SUPPLIED TEXT -
******************************

Common name Oak slug sawfly or slugworm
Scientific name Caliroa annulipes
Plants affected Oak (Quercus) and lime (Tilia) trees
Main symptoms The surface of leaves is grazed away these areas dry up and turn brown
Most active Summer

What is oak slugworm?

Oak slugworms are the larvae of a sawfly. The adult sawflies have black bodies about 7-8mm long and two pairs of blackish transparent wings, they emerge during spring. They are part of the biodiversity healthy trees support. 

Eggs are laid on the foliage and they hatch into larvae that are pale green with a slimy slug-like appearance. Their bodies are translucent and the gut contents can often be seen as a dark green line inside the body. The larvae grow to a length of about 12mm and are somewhat club-shaped with the head end being swollen. When fully fed the larvae go into the soil to pupate.

There are two generations of larvae a year between May and August. The second generation in mid to late summer can be the most noticable. In some years there is a third generation of caterpillars in the autumn. Larvae that complete their feeding late in the year overwinter in cocoons in the soil and adults emerge in spring the following year.

Symptoms

The larvae do not make holes in the leaves but graze away the leaf surface until only the epidermis remains. Damaged areas dry up and become white or pale brown; this type of damage is sometimes known as window paining.

This species is primarily found on oak (Quercus) and lime (Tilia) trees. Occasionally birch (Betula) and willow (Salix) trees are also hosts.

Other species of slugworm cause similar effects on pear, cherry, and roses.

Control

Oak slugworm is part of the biodiversity healthy host trees support. Heavy populations are uncommon and although the damage to trees may appear alarming, the tree will survive and in the year following a heavy damage, they will usually produce normal leaves. There is unlikely to be any long term effect on the tree's health.

Natural enemies play an important part in the natural balance of a garden and in most years will keep slugworms at a relatively low level. These natural enemies are very susceptible to insecticides. Host trees may have suffered a check in growth as a result of a heavy defoliation but it will only be badly affected if severe it occurs early in the growing season and in successive years.

******************************

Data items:

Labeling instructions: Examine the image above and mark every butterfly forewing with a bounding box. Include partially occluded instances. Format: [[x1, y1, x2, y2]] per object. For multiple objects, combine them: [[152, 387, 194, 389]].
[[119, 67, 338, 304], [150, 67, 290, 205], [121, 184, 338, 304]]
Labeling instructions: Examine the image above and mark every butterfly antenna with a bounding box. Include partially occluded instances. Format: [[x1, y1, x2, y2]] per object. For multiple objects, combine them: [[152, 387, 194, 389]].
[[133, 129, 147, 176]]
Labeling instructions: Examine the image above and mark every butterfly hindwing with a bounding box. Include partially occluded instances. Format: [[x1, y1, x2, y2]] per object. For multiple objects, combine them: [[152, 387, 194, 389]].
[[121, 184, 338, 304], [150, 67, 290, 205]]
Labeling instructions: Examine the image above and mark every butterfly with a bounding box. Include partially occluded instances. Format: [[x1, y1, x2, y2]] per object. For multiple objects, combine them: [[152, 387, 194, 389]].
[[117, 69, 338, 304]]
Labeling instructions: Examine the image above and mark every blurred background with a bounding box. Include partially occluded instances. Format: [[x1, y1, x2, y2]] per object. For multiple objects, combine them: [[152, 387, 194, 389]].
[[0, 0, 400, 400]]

******************************

WORK INSTRUCTION - Repeat the part of the oak slugworm text starting at "The larvae do" and ending at "cherry, and roses.", word for word. The rows have nothing to do with this.

TASK OUTPUT -
The larvae do not make holes in the leaves but graze away the leaf surface until only the epidermis remains. Damaged areas dry up and become white or pale brown; this type of damage is sometimes known as window paining.

This species is primarily found on oak (Quercus) and lime (Tilia) trees. Occasionally birch (Betula) and willow (Salix) trees are also hosts.

Other species of slugworm cause similar effects on pear, cherry, and roses.